Ketua PMII Kabupaten Serang Soroti Sejumlah KUHAP

Detikrakyat.com
Selasa, 18 November 2025, 17.21.00 WIB Last Updated 2025-11-18T10:26:42Z

 


Serang — Sejumlah pasal dalam KUHAP baru kembali menuai sorotan setelah Ketua Cabang PC PMII Kabupaten Serang menilai beberapa ketentuan di dalamnya berpotensi memperluas tindakan koersif aparat penegak hukum tanpa kontrol yang memadai. Pasal-pasal yang disoroti meliputi Pasal 1 ayat 34, Pasal 124, Pasal 132A, Pasal 112A, serta Pasal 5 yang dinilai menyimpan persoalan serius terkait perlindungan hak warga negara.


Menurut penulis yang juga Ketua Umum PC PMII Kabupaten Serang yang dimintai pandangan, lima pasal tersebut menunjukkan pola umum: negara diberi lebih banyak kewenangan intrusif, sementara mekanisme pengawasan melemah.

“KUHAP seharusnya menjadi pagar pelindung warga dari kesewenang-wenangan. Tapi pasal-pasal ini justru membuat pagar itu semakin tipis,” ujar Refal.


Pasal 1 Ayat 34: Definisi Upaya Paksa yang Dinilai Terlalu Luas


Pasal 1 ayat 34 mendefinisikan upaya paksa mencakup penangkapan, penahanan, penyitaan, penggeledahan, penyadapan, pemblokiran, dan larangan bepergian. Refal menilai definisi ini memasukkan tindakan yang seharusnya eksepsional seperti penyadapan dan pemblokiran ke dalam kategori tindakan rutin.

“Ketika penyadapan dan pemblokiran langsung dimasukkan dalam definisi dasar tanpa prasyarat ketat, itu bukan hanya definisi teknis itu perubahan paradigma kekuasaan,” katanya.

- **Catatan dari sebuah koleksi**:
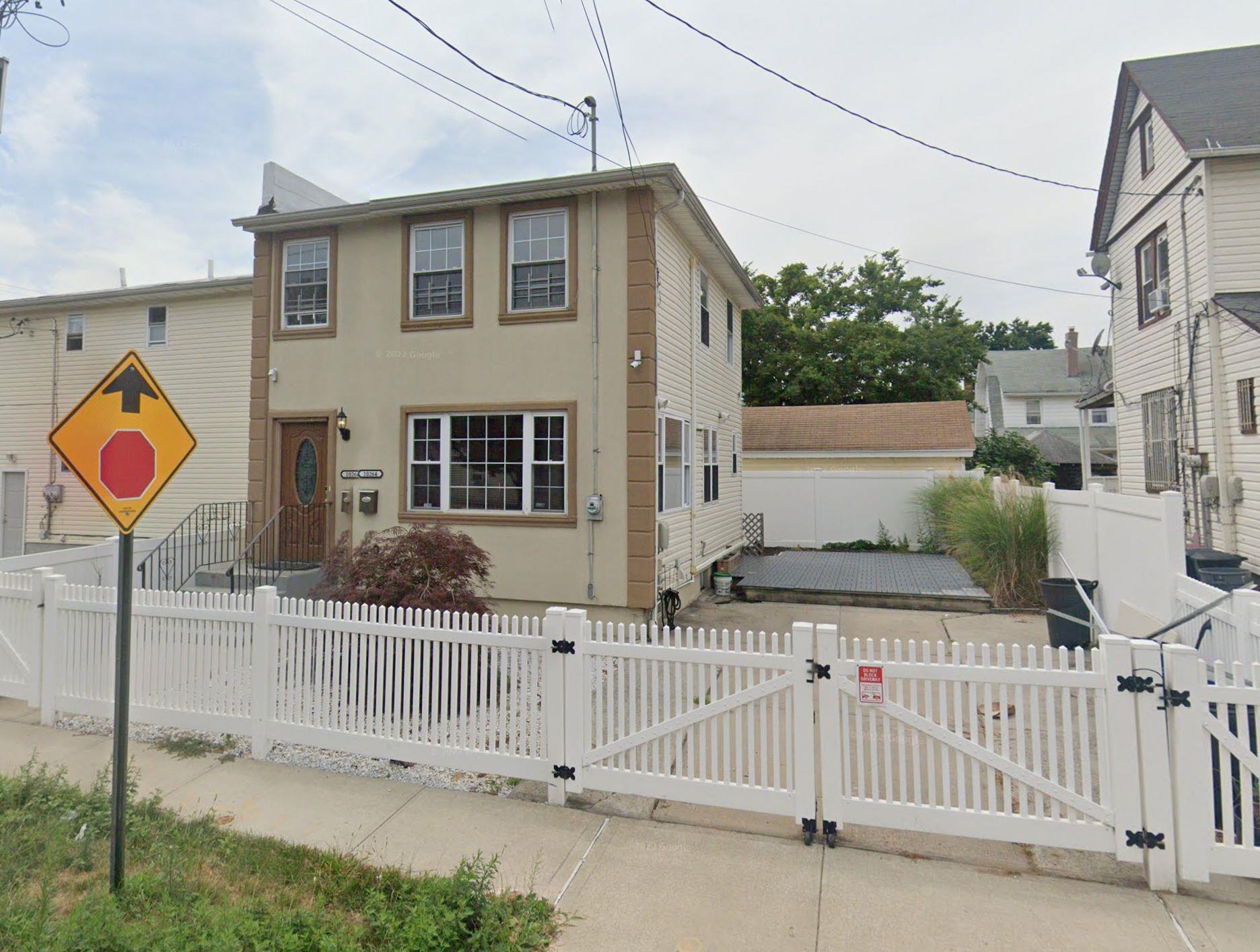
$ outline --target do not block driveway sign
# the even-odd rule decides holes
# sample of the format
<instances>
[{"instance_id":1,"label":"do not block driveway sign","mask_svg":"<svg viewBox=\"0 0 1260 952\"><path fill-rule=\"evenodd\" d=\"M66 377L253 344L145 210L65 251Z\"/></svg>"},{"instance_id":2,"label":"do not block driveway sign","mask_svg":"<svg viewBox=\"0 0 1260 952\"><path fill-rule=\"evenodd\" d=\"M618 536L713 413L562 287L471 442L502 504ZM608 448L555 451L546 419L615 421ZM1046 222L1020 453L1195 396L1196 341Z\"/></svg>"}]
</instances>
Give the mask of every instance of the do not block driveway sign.
<instances>
[{"instance_id":1,"label":"do not block driveway sign","mask_svg":"<svg viewBox=\"0 0 1260 952\"><path fill-rule=\"evenodd\" d=\"M131 532L197 449L197 438L135 351L48 435L122 532Z\"/></svg>"}]
</instances>

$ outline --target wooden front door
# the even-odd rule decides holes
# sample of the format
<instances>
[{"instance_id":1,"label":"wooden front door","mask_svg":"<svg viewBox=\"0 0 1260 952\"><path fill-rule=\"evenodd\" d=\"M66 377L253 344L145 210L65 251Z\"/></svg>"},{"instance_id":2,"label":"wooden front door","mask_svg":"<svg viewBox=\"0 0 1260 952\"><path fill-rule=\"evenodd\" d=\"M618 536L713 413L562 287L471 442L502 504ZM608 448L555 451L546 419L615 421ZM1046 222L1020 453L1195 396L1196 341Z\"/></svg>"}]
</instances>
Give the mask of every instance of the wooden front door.
<instances>
[{"instance_id":1,"label":"wooden front door","mask_svg":"<svg viewBox=\"0 0 1260 952\"><path fill-rule=\"evenodd\" d=\"M319 562L328 542L328 424L323 420L280 424L278 557Z\"/></svg>"}]
</instances>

- **Tugas dan Latihan**:
[a] Menurut berita tentang KUHAP, tindakan apa saja yang termasuk upaya paksa berdasarkan Pasal 1 ayat 34?
[b] Ringkaslah paragraf berita tentang KUHAP yang diawali dengan "Pasal 1 ayat 34 mendefinisikan upaya paksa" dalam bentuk daftar poin dengan tetap mempertahankan fakta pokoknya.
[c] Lanjutkan berita tentang sorotan Ketua PMII Kabupaten Serang terhadap KUHAP, dimulai setelah kalimat terakhir yang tercantum.

- **Jawaban Akhir**:
[a] Penangkapan, penahanan, penyitaan, penggeledahan, penyadapan, pemblokiran, dan larangan bepergian.

[b]
- Pasal 1 ayat 34 mendefinisikan upaya paksa sebagai penangkapan, penahanan, penyitaan, penggeledahan, penyadapan, pemblokiran, dan larangan bepergian.
- Menurut Refal, definisi ini memasukkan tindakan yang seharusnya eksepsional, seperti penyadapan dan pemblokiran, ke dalam kategori tindakan rutin.

[c]
Pasal 124: Kewenangan Upaya Paksa Tanpa Penguatan Kontrol Hakim


Pasal 124 mengatur mekanisme penggunaan upaya paksa, namun dinilai tidak mempertegas peran hakim sebagai pengawas utama. Menurut Refal, absennya kewajiban izin hakim untuk tindakan paling intrusif merupakan celah besar.

“Pasal 124 seharusnya memperjelas posisi hakim sebagai gerbang pengaman hak warga. Jika hakim dikesampingkan, upaya paksa menjadi pedang tanpa sarung,” paparnya.


Pasal 132A: Pemblokiran Aset Disorot sebagai Potensi Tekanan Aparat


Pasal 132A memberi kewenangan pemblokiran rekening, harta, dan informasi digital. Namun, rumusan relevansi pemblokiran dengan tindak pidana dianggap lemah sehingga berisiko dipakai sebagai alat tekanan.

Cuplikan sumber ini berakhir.